*** Opening RECORDS FOR PROCESSING ***

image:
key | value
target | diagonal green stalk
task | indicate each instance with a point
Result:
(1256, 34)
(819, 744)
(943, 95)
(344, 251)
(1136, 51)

*** Closing RECORDS FOR PROCESSING ***
*** Opening RECORDS FOR PROCESSING ***

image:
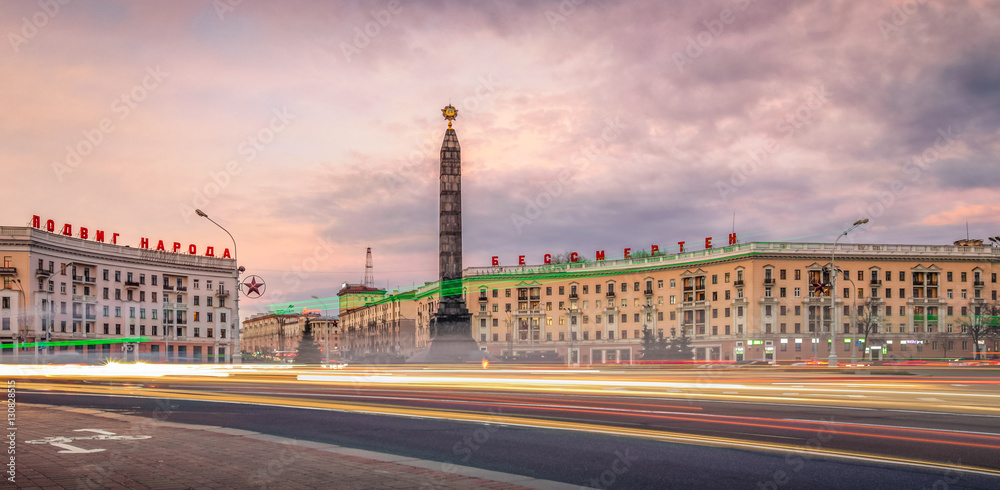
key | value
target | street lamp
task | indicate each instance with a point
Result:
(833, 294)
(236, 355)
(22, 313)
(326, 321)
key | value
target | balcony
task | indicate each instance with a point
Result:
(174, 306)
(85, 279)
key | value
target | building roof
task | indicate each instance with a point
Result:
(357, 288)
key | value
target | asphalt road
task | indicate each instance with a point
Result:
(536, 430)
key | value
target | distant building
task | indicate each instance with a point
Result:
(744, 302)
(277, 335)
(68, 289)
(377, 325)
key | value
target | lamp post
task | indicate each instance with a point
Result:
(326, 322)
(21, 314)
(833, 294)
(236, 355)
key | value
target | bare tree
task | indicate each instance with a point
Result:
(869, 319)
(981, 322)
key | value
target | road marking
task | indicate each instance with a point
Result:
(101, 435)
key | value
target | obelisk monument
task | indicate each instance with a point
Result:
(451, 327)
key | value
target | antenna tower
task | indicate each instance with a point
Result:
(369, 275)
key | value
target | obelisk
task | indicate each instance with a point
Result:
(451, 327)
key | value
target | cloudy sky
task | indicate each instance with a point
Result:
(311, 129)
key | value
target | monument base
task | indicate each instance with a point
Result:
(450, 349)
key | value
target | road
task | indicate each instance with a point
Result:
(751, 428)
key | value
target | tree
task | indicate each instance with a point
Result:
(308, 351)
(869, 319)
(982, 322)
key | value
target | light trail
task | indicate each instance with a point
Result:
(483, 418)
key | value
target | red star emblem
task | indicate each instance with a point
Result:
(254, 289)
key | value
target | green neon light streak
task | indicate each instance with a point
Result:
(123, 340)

*** Closing RECORDS FOR PROCESSING ***
*** Opening RECORDS FOR PROCESSING ***

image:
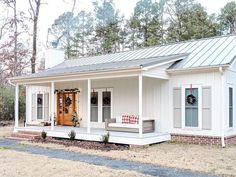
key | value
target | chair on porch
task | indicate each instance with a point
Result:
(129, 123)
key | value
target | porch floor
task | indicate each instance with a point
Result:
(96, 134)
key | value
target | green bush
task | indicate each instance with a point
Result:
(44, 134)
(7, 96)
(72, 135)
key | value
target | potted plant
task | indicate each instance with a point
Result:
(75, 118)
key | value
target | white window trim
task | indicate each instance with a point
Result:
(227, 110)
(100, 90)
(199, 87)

*** Closing RECORDS FOR PROCESSING ***

** WHAT IS REQUIRED **
Please go through the data and copy each line containing the word "monument".

** WRITTEN SOLUTION **
target | obelisk monument
target | monument base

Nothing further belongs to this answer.